Records from a data source:
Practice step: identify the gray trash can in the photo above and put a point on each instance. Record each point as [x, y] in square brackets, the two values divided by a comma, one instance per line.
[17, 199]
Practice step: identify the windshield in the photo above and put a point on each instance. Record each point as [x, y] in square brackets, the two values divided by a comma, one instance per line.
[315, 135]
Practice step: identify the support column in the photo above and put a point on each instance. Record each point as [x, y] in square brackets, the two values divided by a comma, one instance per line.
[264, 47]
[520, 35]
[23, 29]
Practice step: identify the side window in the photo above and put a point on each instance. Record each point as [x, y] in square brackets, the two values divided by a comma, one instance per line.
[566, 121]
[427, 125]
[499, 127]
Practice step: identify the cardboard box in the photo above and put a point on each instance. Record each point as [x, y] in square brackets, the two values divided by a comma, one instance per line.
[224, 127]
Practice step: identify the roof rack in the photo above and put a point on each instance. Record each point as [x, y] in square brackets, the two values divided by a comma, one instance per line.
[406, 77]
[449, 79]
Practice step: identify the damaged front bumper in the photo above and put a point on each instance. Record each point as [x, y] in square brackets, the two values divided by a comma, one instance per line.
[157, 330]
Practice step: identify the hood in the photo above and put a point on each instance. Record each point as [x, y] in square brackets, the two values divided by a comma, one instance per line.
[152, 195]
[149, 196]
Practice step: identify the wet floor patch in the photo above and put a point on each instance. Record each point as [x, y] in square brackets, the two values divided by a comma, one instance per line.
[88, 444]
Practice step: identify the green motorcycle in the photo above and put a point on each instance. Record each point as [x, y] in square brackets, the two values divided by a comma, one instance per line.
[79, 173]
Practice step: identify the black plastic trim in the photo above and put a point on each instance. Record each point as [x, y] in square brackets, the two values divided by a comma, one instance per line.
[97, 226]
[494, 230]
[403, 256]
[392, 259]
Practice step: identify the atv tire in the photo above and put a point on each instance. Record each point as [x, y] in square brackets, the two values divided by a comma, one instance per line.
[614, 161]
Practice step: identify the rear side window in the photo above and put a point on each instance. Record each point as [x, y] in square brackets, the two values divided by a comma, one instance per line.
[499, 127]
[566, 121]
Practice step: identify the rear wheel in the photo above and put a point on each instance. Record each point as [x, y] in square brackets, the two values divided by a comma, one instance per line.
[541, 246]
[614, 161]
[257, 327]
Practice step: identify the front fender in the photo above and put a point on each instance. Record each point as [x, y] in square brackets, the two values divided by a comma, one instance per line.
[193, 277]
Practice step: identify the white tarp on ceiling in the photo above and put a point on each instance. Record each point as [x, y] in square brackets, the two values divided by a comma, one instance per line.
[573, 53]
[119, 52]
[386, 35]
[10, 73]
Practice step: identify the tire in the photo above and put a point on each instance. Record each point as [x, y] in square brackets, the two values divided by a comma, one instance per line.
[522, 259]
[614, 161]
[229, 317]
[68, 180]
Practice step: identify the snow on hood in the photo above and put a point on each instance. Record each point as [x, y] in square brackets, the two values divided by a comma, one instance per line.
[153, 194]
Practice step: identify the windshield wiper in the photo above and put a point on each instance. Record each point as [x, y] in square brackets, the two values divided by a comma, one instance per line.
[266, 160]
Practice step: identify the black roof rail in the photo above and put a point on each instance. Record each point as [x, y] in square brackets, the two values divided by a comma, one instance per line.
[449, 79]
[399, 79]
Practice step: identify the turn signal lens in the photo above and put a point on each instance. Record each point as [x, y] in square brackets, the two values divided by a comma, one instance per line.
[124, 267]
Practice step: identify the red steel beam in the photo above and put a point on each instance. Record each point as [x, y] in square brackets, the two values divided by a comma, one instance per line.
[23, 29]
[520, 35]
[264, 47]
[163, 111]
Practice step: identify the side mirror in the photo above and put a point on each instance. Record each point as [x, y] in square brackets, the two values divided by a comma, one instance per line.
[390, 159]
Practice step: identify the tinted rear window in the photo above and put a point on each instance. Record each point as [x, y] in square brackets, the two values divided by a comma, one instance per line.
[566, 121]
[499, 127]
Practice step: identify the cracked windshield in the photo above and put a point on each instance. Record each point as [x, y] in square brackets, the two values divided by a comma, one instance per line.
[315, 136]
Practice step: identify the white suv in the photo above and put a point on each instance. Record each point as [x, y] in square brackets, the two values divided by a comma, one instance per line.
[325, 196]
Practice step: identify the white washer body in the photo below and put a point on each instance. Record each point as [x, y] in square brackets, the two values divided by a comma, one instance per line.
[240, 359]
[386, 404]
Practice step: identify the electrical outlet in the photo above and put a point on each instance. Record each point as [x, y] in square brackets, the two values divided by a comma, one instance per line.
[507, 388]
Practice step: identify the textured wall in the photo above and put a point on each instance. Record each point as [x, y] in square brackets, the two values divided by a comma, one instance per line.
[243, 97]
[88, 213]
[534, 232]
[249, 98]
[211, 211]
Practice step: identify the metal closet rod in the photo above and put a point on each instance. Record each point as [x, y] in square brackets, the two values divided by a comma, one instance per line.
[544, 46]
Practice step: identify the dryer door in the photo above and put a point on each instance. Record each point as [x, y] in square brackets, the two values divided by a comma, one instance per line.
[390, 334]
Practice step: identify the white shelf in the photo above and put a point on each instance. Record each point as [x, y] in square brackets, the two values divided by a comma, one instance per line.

**REQUIREMENT:** All of the entries must be quoted exactly; please include each one.

**WRITTEN SOLUTION:**
Practice step: identify the gray trash can in the photo above and put a point on each instance. Record each point as [x, y] in square brackets, the two values divided by a comma, one instance per line.
[17, 199]
Practice step: identify the windshield in the photo above and put a point on each instance. Record each point as [x, y] in square brackets, the two values divided by a comma, one instance per line.
[315, 135]
Practice step: identify the support column in the photo above and put a point on each instance. Record each point as [x, y] in square brackets, the two values divided by a comma, one instance per line.
[264, 47]
[520, 35]
[23, 29]
Practice step: identify the side window in the photo above and put a point on each instance. Record each point as [x, y] in square brackets, the two values divided by a comma, one instance per line.
[566, 121]
[427, 125]
[499, 127]
Practice step: identify the cardboard box in the photo above and put a point on each instance. Record each point as [x, y] in square brackets, the two values divided by a comma, one instance per line.
[224, 127]
Practice step: identify the roof rack in the photo above and put a point on each instance. Record each point as [x, y] in square brackets, the two values divided by a comma, one instance per line.
[406, 77]
[449, 79]
Practice step: identify the damaged front bumper in the photo above and put a point on each instance. Record each point as [x, y] in square brackets, the two values divided by a comma, one instance per line.
[157, 330]
Practice step: identify the hood in the photo above and put a point on each instance. Record each point as [x, y] in square brackets, the two values divided by a comma, one instance per line.
[152, 195]
[149, 196]
Practice step: identify the wet floor patch in the photo above and put a point on each instance. Record each point as [x, y] in square brackets, the two values divided by a comma, one instance per line.
[88, 444]
Practice step: identify the green motorcycle in the photo above and put a point on each instance. Record each point as [x, y] in square brackets, the two values divided by a comma, one instance per line.
[79, 173]
Practice step: identify the black plastic trim in the photo above and put a point on each instance. Record each point as [x, y] in square brackets, the two values divided by a comma, one instance per line.
[97, 226]
[494, 230]
[403, 256]
[392, 259]
Practice step: identify the atv tire in the photo above and put a point on each instance. Record each point as [x, y] in square brackets, the two values divided by a comma, one instance per line.
[614, 161]
Practice step: identify the rear side window in the photo above and put a point on each instance. Record each point as [x, y] in square brackets, the two values divided by a comma, one instance per line.
[499, 127]
[566, 121]
Practice step: identify the rear wheel in the photo above and put a point on each instance. Record each point as [x, y] in square brackets, the two values divided by a comma, one instance per line.
[541, 246]
[614, 161]
[257, 327]
Practice step: identify the front fender in the photo above and put a point on each instance. Record each point as [x, y] in square brackets, the two values divided by a comma, one instance per line.
[193, 277]
Practice step: identify the white tarp on ceiling in the photo above and put a point on each instance. Record each point as [x, y] in square brackets, the two values divided by a comma, one instance per line.
[573, 53]
[119, 52]
[386, 35]
[10, 73]
Practice step: identify the tire in the photo above and put a point on each instance. Record each point as [x, y] in square brackets, the two values divided by a comma, one instance per line.
[522, 259]
[614, 161]
[229, 317]
[68, 180]
Practice step: identify the snow on hood in the photo above and put a point on each instance. Record each point as [x, y] in square brackets, the two values divided by a comma, one instance per line.
[153, 194]
Practice step: identify the windshield wiper in the photo above and put a point on each instance. Record each point as [x, y] in square brackets, the two values divided by a comma, one instance per line.
[266, 160]
Practice step: identify the black roof rail in the photo above and put a point on each instance. Record each point as [x, y] in square brackets, the two values divided by a comma, one instance per line.
[449, 79]
[399, 79]
Practice step: identify the turn signal lens in the photo above and put a point on each instance. Record each point as [x, y] in square brackets, the two values divided by a comma, one instance per line.
[124, 267]
Practice step: identify the red steel beam in the photo above and put a point on each instance. Record each point as [x, y] in square brackets, the two values divided by a comma, one instance per line.
[23, 29]
[520, 35]
[264, 47]
[163, 111]
Practice step: identify the side mirror in the photo above and put a point on each instance. Record each point as [x, y] in square brackets, the two values divided by a comma, one instance per line.
[390, 159]
Practice step: identify the tinted rear window in the photo above and put a point on each instance. Record each point as [x, y] in square brackets, the two values divided by a comma, one instance per line.
[566, 121]
[499, 127]
Practice step: identify the cracked windshield in the photo above and put a point on each instance. Record each point as [x, y] in square brackets, the two values divided by a comma, one instance per line.
[315, 136]
Practice step: identify the white suv in the photo above and put a point on each instance. Record each point as [x, y] in square brackets, the two values divided by a comma, one instance per line.
[325, 196]
Practice step: identify the white washer body in the photo below and put a point on each instance. Record each point as [x, y] in square brackets, the two values divided by a comma, one instance per line.
[240, 359]
[386, 404]
Practice step: identify the electrical outlet in the photo above and put a point on each instance. Record each point as [x, y] in square brackets, the two values divided by a comma, one instance per line.
[507, 388]
Practice step: identify the textured wall in the photo above and put a point on each instance. Record each point as [x, y] in square brackets, the two values divided by a comma, one instance per line.
[243, 97]
[88, 213]
[534, 232]
[249, 98]
[211, 211]
Practice step: identify the metal closet rod in the photo above and put a point on each instance. Record each point as [x, y] in square brackets, the two values divided by a comma, one instance per line.
[544, 46]
Practice step: identify the dryer door in the photo above and put a point on each instance. Record each point as [x, y] in square brackets, the two values divided by a comma, one instance per line.
[390, 334]
Practice step: identify the white shelf in the photo above and put a point on each instance. Record each point as [x, y] in square brackets, the two values divided by a comma, one instance per line.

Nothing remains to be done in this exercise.